## Exercise set
a: In the Mikhail Malinin biography, what was his occupation before he joined the Red Army?
b: Set down, word for word, the part of the Mikhail Malinin biography that opens with "Mikhail Sergeevich Malinin" and closes with "a Soviet general.".
c: Take the Mikhail Malinin biography further from where it stops.

## Passage for review
★ ★ ★ ★ ★

Mikhail Sergeevich Malinin (Михаи́л Серге́евич Мали́нин; in Polutino, Kostroma Governorate, Russian Empire - 24 January 1960 in Moscow, Soviet Union) was a Soviet general.

==Biography==

===Early years===
Mikhail Malinin was born in 1899 in the Kostroma Governorate of the Russian Empire in a peasant family of Russian ethnicity. Originally a village carpenter, Malinin joined the Red Army at 1919 and fought in the Civil War. He graduated from the Moscow 2nd Infantry School at 1922, serving in the Moscow Military District during most of the decade. At 1931, he matriculated from the Frunze Academy and joined the Communist Party. After two years he finished his studies at the Academy of Motorization and Mechanization. Malinin was assigned as an instructor to the Leningrad Armored Forces Commanders' Course at December 1937. He participated in the Soviet-Finnish War as the 9th Army's chief of operations, and was then appointed as the 7th Mechanized Corps' chief of staff, remaining in office until June 1941.

★ ★ ★ ★ ★

Stored records:
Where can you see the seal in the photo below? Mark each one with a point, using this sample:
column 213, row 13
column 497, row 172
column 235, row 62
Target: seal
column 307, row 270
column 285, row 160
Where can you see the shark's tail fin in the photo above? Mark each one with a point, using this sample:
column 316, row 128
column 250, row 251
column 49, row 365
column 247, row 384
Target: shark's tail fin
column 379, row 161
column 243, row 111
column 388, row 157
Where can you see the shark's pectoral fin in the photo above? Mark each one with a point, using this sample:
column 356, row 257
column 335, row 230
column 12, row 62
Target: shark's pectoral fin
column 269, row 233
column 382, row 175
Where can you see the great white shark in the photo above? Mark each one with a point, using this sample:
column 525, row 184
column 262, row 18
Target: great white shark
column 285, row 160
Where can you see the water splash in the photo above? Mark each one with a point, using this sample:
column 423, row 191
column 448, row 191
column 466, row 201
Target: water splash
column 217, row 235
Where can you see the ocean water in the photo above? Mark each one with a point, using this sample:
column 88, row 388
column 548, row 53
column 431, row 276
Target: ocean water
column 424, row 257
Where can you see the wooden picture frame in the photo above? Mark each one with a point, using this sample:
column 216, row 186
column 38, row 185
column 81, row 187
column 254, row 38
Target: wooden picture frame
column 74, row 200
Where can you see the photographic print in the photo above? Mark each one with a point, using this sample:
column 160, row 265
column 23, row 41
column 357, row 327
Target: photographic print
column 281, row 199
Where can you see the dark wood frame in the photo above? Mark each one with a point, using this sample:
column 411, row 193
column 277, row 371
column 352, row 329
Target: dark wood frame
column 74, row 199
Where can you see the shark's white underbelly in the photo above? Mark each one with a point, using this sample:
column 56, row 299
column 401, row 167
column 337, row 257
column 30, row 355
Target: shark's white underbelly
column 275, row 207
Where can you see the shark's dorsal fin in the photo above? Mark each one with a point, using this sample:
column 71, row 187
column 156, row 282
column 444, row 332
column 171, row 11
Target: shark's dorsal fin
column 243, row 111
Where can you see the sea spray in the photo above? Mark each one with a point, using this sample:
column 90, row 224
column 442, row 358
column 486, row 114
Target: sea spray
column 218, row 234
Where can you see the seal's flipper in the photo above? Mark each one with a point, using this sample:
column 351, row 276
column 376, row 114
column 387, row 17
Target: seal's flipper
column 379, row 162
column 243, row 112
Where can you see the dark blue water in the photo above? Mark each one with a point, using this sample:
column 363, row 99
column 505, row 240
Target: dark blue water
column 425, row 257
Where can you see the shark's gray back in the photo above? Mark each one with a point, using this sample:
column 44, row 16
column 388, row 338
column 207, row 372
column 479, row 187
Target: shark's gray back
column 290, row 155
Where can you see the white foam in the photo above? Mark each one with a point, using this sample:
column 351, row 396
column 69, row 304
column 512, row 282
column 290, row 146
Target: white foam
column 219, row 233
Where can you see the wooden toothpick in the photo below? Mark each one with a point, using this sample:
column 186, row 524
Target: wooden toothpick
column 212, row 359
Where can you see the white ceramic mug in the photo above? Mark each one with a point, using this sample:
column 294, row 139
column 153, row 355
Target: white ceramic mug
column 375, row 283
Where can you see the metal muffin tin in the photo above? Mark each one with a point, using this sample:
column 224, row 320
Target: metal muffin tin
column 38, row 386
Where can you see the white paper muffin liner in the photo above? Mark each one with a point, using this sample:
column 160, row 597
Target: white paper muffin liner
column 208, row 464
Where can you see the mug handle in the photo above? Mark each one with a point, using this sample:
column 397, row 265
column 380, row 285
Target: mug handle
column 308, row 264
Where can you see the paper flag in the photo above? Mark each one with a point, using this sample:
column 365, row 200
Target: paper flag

★ ★ ★ ★ ★

## Responses per task
a: He was a village carpenter.

b:
Mikhail Sergeevich Malinin (Михаи́л Серге́евич Мали́нин; in Polutino, Kostroma Governorate, Russian Empire - 24 January 1960 in Moscow, Soviet Union) was a Soviet general.

c:
===World War II===
When Germany invaded the Soviet Union, Malinin was rushed to the front and posted as Rokossovsky's chief of staff in what remained of the 9th Mechanized Corps. Their unit took part in the Battle of Smolensk. As the 16th Army was reconstructed and Rokossovsky appointed its commander, Malinin followed him, becoming the Army's chief of staff at 19 August 1941.

He continued in that capacity, under Rokossovsky (and from November 1944, Zhukov), through much of the war: at the Bryansk (Chief of staff: 20.7.42 - 27.9.42), Don (30.9.42 - 15.2.43), Central (15.2.43 - 20.10.43) and Belorussian (20.10.43 - 10.6.45) Fronts. As such, he participated in the Battles of Moscow, Stalingrad, Kursk, Belarus, Poland and Berlin. Malinin was promoted to the rank of Lieutenant General at the 20 December 1942, and to Colonel-General at 18 September 1943.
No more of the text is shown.